# Objective:
From the line containing "horse's leg, put" down to the last line of the records below, copy every line exactly. Leave out everything before it.
======== Provided entries ========
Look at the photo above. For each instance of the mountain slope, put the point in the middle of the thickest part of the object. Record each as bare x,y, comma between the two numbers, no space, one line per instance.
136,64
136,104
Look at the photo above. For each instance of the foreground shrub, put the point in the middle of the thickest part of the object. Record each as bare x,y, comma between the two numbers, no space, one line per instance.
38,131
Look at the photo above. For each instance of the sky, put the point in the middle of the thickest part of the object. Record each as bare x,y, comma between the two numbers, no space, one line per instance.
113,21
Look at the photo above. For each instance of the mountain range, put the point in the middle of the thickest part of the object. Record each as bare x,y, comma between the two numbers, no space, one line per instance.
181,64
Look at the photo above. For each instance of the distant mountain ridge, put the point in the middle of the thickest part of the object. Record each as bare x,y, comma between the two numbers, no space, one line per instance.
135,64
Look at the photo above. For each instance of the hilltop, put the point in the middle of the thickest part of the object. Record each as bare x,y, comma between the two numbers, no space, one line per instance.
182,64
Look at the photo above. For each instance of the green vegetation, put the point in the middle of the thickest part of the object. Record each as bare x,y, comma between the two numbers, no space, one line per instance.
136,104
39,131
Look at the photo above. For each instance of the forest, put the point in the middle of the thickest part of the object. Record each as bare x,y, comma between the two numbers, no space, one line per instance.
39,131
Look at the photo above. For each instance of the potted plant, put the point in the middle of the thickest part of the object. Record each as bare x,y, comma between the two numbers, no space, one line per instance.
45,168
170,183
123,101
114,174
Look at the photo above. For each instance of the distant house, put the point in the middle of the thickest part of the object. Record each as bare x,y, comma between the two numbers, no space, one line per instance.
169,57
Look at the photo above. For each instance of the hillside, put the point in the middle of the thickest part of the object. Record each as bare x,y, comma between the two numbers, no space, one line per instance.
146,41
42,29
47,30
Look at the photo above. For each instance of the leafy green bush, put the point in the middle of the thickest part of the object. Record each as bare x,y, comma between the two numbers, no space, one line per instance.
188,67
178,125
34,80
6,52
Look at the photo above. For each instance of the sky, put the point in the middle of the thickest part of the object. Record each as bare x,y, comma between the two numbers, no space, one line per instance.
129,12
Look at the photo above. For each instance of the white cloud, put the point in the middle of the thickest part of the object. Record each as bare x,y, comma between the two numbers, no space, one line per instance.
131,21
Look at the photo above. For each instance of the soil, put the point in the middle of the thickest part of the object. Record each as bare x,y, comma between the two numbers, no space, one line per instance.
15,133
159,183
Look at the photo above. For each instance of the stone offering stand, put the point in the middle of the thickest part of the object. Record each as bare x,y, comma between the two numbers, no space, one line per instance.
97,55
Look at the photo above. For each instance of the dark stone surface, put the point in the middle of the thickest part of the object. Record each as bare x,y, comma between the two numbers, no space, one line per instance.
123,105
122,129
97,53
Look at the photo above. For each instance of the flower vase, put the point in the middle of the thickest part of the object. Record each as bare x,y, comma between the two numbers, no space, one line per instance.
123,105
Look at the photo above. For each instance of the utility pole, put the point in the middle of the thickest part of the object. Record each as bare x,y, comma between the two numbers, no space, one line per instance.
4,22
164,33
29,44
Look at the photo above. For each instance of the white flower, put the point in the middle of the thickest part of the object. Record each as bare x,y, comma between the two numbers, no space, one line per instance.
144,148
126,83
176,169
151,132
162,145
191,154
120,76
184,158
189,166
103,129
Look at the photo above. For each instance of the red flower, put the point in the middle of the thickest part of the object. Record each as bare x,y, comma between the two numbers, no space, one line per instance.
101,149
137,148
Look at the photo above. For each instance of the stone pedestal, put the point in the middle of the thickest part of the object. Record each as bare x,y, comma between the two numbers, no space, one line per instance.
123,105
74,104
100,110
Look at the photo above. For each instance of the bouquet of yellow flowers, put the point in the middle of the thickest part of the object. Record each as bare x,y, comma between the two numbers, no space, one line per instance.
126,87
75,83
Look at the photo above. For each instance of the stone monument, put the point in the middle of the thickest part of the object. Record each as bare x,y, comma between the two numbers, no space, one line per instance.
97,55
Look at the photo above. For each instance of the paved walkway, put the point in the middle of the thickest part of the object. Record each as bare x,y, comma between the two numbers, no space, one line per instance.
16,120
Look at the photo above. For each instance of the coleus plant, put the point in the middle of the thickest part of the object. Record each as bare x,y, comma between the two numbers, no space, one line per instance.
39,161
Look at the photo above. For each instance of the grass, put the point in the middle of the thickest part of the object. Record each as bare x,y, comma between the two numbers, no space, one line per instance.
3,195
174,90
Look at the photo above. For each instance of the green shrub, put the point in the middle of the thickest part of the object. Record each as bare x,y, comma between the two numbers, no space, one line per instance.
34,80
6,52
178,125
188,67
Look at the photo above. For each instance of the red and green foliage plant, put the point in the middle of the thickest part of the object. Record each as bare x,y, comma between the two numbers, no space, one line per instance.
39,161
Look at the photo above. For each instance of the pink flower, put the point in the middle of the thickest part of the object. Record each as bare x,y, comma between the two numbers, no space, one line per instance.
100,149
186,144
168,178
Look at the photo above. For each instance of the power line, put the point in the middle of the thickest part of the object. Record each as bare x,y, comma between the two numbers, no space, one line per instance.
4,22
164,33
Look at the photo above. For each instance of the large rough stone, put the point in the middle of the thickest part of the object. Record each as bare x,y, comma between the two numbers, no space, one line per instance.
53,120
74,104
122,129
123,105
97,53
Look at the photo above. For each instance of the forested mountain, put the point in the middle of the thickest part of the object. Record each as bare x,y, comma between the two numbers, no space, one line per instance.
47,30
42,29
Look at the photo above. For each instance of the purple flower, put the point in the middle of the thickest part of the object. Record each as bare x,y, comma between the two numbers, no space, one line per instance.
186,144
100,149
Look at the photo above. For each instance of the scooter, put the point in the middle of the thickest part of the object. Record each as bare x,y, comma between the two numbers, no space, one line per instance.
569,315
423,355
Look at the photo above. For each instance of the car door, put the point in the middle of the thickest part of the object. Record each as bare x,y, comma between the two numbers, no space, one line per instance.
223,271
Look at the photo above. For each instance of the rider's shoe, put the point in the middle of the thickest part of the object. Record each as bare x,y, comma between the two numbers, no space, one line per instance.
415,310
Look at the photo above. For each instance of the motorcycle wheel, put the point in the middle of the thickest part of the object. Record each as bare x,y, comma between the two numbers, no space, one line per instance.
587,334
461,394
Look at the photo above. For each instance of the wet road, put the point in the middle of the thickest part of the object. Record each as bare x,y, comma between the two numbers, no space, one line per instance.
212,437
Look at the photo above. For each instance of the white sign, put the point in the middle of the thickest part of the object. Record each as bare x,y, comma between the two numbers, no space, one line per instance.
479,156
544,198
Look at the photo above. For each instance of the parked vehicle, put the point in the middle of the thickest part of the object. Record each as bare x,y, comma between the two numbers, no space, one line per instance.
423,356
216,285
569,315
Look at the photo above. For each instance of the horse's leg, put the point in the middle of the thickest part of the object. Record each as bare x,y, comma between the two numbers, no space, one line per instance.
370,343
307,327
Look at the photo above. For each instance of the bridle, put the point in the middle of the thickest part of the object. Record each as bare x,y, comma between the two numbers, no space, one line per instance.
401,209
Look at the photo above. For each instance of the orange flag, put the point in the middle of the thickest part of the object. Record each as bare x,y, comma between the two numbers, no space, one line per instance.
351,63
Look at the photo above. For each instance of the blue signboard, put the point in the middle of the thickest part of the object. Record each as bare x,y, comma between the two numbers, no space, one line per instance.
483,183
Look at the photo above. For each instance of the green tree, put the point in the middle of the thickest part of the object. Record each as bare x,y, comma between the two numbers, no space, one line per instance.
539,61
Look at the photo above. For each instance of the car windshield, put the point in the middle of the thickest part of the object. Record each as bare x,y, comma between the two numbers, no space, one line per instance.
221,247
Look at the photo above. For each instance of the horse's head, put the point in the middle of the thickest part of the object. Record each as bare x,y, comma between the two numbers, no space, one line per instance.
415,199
========
# Answer to the task:
Look at the photo above. For each instance of the horse's leg, put the point in the middle of the thickest part of the object. Record each as bare x,y, comma between the two numbers, no space, one line per instance.
370,343
307,327
Look at the photo above. For each instance of the bridle, put the point in the middle of the thickest part of the object. Record each as bare x,y, comma between the two numbers, no space, one line per instance.
401,209
Look at the photo above. For each instance of the orange flag, put the point in the middle of the thickest part of the object. Record each as bare x,y, comma between the two numbers, no space, one line per instance.
351,63
Look at the photo above. For each instance of the blue signboard, put the point in the middle of the thickest part of the object. Record each as bare x,y, comma between the two numbers, no space, one line per instance.
483,183
Look at the photo above. For each instance of the green tree, put the point in the middle of the thickest part of the object. Record each as bare x,y, comma between the two numbers, no space, one line per instance.
539,61
Look at the photo above. For each instance of the car windshield, put the point in the middle of the thickest part of the object. Record each as bare x,y, comma between the two numbers, no space, one line per instance.
221,247
Look at the photo above. For each instance of the horse's head, put the point in the middle of the thickest part of the object. Record each as bare x,y, comma between the two numbers, no space, one line per instance.
415,199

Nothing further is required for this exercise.